- **Supplied passage**
========================================================================
The 11th SS Panzer Army (SS-Panzer-Armeeoberkommando 11) was little more than a paper army formed in February 1945 by Heinrich Himmler while he was commander of Army Group Vistula.

Military historian Antony Beevor writes that when the 11th SS Panzer Army was created the available units at best could constitute a corps, "'But panzer army' observed Hans-Georg Eismann 'has a better ring to it'". It also allowed Himmler to promote SS officers to senior staff and field commands within the formation. Obergruppenführer Felix Steiner was named its commander. The army was officially listed as the 11th Army but it was also known as SS Panzer-Armeeoberkommando 11 and is often referred to in English as the 11th SS Panzer Army.

After taking part in Operation Solstice east of the Oder River in February 1945, the army was assigned to OB West and reorganized in March 1945. Many of the units formerly subordinated to the 11th SS Panzer Army were transferred to the 3rd Panzer Army and other units were assigned to the 11th Army for operations against the Western Allies. After defending the Weser River and the Harz Mountains, the 11th surrendered to the Western Allies on 21 April.
========================================================================
- **Materials provided**
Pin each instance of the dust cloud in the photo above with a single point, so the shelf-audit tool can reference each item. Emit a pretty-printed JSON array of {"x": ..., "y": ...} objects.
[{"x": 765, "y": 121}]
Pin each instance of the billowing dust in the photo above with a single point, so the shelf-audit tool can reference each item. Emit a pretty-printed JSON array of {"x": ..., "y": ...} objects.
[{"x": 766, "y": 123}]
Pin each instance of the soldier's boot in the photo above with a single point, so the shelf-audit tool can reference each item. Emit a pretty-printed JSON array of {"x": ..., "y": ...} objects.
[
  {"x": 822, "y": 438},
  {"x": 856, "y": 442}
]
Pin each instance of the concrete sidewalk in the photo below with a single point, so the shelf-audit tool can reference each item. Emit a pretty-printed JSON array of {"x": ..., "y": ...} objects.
========================================================================
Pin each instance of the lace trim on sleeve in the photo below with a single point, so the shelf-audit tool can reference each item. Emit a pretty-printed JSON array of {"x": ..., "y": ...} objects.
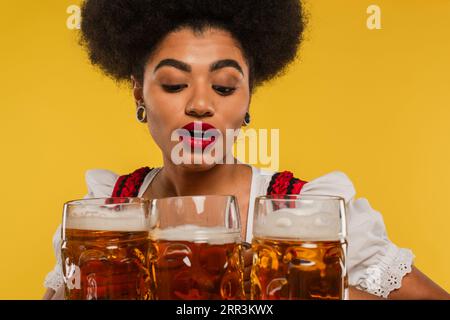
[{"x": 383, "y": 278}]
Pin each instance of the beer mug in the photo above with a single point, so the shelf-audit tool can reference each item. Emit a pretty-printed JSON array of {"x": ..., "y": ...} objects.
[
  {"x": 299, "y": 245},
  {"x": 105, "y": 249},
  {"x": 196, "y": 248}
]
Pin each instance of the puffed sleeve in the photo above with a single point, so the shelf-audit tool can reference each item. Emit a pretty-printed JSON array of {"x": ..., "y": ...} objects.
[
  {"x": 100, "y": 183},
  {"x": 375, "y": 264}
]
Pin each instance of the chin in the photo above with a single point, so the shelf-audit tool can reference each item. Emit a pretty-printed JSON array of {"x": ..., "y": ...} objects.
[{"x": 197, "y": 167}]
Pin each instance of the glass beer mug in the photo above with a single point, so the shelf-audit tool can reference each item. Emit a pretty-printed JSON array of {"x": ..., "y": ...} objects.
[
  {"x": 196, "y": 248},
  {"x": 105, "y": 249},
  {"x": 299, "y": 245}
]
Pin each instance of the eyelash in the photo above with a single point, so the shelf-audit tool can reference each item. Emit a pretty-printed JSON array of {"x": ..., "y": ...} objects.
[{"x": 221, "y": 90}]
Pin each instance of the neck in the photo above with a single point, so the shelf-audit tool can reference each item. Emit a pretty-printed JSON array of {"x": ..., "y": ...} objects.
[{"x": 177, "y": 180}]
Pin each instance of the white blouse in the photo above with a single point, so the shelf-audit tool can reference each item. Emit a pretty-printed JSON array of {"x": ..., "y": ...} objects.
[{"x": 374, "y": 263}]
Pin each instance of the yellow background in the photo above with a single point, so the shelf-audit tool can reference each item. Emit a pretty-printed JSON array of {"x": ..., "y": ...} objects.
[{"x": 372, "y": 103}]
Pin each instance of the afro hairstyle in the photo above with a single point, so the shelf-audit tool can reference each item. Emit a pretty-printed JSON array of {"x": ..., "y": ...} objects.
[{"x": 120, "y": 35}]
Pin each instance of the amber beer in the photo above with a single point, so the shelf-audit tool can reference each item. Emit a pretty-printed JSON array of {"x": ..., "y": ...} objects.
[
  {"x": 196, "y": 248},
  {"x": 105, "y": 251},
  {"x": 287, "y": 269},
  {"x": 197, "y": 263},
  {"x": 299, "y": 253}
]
========================================================================
- **Task requirements**
A. In the passage on the 11th SS Panzer Army, who was named its commander?
B. In the entries, begin at the line that has "Pin each instance of the dust" and stop after the line that has "Pin each instance of the concrete". Substitute "catalog tool" for "shelf-audit tool" throughout those lines, leave everything else unchanged, and return only those lines.
The entries have no connection to the passage above them.

- **Exercise solutions**
A. Obergruppenführer Felix Steiner.

B.
Pin each instance of the dust cloud in the photo above with a single point, so the catalog tool can reference each item. Emit a pretty-printed JSON array of {"x": ..., "y": ...} objects.
[{"x": 765, "y": 121}]
Pin each instance of the billowing dust in the photo above with a single point, so the catalog tool can reference each item. Emit a pretty-printed JSON array of {"x": ..., "y": ...} objects.
[{"x": 766, "y": 123}]
Pin each instance of the soldier's boot in the photo above with a single point, so the catalog tool can reference each item. Emit a pretty-printed JSON array of {"x": ..., "y": ...} objects.
[
  {"x": 822, "y": 438},
  {"x": 856, "y": 442}
]
Pin each instance of the concrete sidewalk in the photo below with a single point, so the catalog tool can reference each item. Emit a pretty-printed JSON array of {"x": ..., "y": ...} objects.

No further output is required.